__Given instruction__.
Put the sentence "That is true regardless of whether the variable is discrete or continuous." from the forum post below into Spanish.

__Source passage__.
----

Statalist


[Date Prev][Date Next][Thread Prev][Thread Next][Date index][Thread index]

RE: Re: st: Dependent continuous variable with bounded range


From   "Verkuilen, Jay" <[email protected]>
To   <[email protected]>
Subject   RE: Re: st: Dependent continuous variable with bounded range
Date   Thu, 17 Apr 2008 17:09:51 -0400

Nick Cox wrote:

>>
>>I wrote: In point of fact, the variance function of the beta
distribution is the same as the binomial, up to an additional free scale
constant. Both are proportional to E(X)(1-E(X)). You would definitely
want to free up the scale parameter for continuous data, though. <<

Good point. In fact a little thought shows that if a variable is bounded
on [0,1] then as the mean goes to either 0 or 1 the variance must go to
0, because the mean can only approach 0 or 1 
if all values approach 0 or 1. That is true regardless of whether the
variable is discrete or continuous.

----

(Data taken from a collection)
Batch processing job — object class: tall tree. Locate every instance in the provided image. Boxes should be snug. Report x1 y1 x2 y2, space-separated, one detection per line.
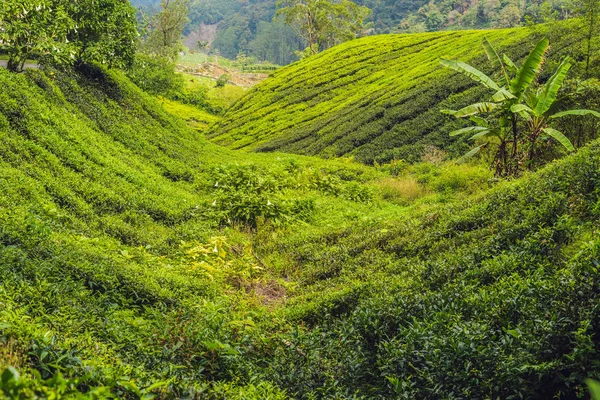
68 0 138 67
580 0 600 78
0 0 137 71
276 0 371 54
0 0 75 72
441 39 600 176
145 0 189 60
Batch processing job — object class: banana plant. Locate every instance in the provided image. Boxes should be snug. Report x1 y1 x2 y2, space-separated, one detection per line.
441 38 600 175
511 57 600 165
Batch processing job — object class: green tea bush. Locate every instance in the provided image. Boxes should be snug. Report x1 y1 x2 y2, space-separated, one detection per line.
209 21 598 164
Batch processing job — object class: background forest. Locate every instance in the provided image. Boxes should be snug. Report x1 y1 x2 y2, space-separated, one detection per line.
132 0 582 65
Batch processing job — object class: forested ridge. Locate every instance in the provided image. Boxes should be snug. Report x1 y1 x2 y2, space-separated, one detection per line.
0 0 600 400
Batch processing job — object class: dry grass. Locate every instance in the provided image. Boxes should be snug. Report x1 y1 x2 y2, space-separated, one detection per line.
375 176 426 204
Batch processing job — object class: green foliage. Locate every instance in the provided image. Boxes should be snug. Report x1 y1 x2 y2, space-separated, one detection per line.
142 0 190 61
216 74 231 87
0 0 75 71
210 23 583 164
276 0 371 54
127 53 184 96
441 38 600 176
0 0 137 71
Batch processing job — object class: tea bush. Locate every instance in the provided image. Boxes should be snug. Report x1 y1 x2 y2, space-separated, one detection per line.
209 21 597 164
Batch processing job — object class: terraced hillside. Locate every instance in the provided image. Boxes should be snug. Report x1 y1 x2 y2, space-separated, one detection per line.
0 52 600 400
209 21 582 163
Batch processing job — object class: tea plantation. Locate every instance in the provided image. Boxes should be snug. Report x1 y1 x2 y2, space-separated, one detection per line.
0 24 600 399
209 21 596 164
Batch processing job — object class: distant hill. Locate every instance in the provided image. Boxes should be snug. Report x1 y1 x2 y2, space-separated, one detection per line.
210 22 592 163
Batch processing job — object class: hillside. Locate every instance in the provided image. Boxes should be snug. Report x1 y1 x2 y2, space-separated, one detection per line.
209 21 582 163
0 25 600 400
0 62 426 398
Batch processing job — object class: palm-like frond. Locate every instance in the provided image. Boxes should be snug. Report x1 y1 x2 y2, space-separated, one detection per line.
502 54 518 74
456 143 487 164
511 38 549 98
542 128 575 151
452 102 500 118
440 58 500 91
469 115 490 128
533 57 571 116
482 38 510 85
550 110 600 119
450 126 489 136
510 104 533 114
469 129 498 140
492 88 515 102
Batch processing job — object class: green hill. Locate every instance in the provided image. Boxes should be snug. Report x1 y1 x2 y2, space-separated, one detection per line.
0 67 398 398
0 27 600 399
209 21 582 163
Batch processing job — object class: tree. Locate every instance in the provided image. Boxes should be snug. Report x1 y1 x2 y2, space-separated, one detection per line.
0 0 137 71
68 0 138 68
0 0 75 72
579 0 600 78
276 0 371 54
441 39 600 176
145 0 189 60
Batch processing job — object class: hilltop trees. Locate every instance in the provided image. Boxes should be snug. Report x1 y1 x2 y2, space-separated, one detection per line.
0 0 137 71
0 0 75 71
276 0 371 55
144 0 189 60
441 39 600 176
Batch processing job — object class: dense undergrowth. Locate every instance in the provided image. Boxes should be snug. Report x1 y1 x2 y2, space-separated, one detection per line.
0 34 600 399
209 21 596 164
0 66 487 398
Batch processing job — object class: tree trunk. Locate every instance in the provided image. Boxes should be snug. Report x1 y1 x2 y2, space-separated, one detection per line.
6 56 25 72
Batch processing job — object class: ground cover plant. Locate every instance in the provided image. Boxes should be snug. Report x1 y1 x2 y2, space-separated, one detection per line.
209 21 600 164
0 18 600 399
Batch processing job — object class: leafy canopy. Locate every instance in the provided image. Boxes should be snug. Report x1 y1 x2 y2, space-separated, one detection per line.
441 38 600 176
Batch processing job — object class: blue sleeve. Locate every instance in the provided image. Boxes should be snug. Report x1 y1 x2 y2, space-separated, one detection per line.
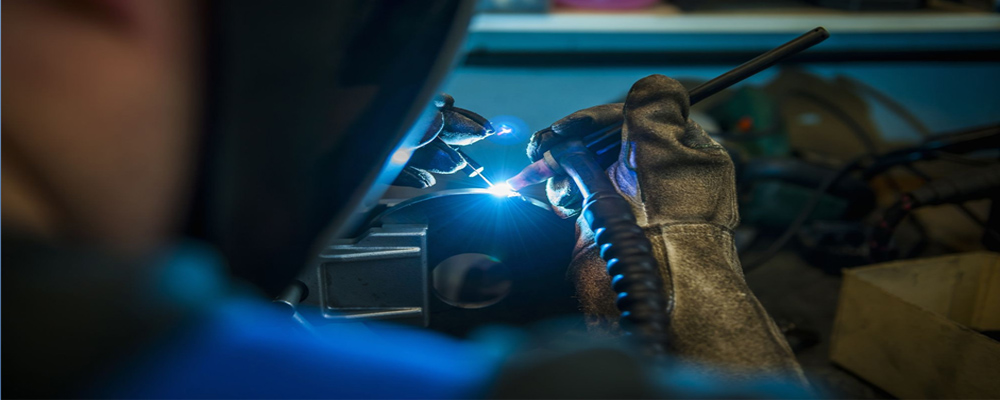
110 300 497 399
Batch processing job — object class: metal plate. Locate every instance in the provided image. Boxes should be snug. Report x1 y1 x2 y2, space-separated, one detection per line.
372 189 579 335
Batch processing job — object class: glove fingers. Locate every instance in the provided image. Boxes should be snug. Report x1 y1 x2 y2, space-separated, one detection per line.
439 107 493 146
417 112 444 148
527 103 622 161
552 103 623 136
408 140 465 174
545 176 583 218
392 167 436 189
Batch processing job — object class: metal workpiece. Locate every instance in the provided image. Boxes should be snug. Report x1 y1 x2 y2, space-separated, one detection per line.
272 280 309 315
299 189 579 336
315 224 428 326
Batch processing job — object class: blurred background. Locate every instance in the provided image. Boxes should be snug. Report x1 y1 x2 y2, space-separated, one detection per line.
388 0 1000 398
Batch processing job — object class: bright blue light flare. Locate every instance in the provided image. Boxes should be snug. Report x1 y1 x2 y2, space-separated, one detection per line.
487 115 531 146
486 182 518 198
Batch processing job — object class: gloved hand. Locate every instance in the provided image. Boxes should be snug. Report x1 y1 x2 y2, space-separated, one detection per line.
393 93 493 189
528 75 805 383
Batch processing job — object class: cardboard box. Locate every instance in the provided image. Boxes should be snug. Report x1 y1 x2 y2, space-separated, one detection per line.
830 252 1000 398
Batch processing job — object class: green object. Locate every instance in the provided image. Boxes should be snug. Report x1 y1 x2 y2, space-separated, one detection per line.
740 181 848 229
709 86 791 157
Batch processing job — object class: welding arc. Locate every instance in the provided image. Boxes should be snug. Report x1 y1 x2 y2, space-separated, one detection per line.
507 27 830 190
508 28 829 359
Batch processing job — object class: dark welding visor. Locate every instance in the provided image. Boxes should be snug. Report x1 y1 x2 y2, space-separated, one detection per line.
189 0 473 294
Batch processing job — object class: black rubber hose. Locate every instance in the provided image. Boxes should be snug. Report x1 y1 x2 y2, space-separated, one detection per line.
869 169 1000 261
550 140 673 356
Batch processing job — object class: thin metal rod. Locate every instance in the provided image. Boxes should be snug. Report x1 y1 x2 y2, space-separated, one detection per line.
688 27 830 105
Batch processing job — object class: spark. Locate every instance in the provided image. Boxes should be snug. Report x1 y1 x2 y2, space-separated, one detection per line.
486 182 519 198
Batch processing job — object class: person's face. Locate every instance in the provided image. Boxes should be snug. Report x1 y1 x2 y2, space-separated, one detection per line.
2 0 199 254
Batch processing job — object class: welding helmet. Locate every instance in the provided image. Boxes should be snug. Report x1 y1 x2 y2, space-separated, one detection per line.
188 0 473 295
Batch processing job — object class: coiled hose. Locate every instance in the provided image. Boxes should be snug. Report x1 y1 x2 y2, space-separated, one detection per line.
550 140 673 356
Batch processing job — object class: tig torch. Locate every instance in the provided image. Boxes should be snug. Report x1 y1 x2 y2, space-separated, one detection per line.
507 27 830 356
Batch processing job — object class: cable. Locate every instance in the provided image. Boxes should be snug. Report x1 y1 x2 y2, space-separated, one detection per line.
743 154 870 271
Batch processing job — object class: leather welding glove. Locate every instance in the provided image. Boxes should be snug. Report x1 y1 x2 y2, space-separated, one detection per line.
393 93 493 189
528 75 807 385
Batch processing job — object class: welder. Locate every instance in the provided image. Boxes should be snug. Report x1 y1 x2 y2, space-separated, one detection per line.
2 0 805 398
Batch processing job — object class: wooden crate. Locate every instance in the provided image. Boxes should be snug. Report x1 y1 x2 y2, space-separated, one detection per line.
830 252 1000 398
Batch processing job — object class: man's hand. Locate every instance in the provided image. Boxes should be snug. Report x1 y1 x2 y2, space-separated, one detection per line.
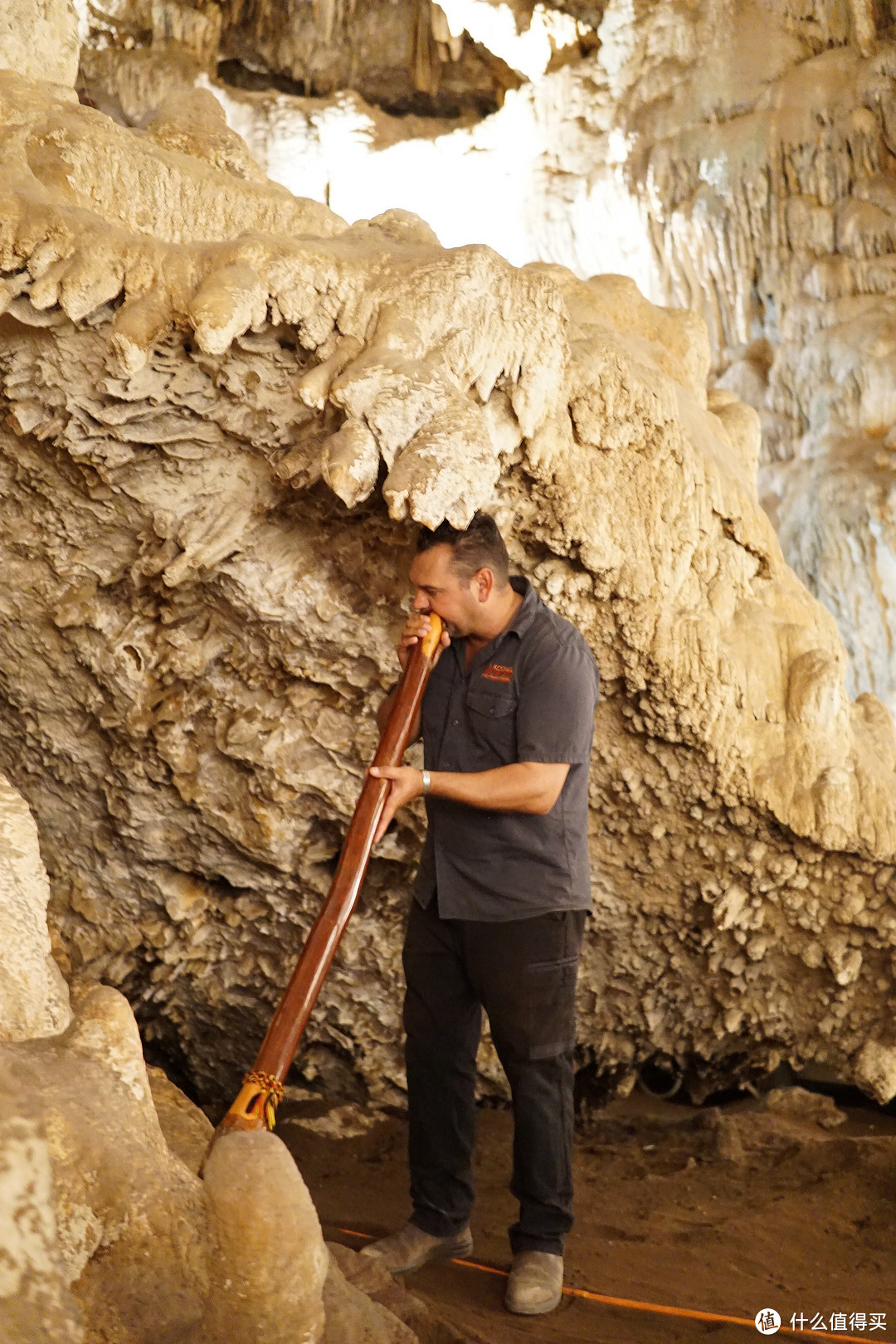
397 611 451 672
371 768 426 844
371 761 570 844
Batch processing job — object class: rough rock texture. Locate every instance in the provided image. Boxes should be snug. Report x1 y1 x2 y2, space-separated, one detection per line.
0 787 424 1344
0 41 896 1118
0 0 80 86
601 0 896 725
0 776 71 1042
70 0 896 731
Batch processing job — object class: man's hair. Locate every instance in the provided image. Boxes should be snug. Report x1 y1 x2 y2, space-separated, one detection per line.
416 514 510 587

----

__Complete output__.
Eso es cierto independientemente de si la variable es discreta o continua.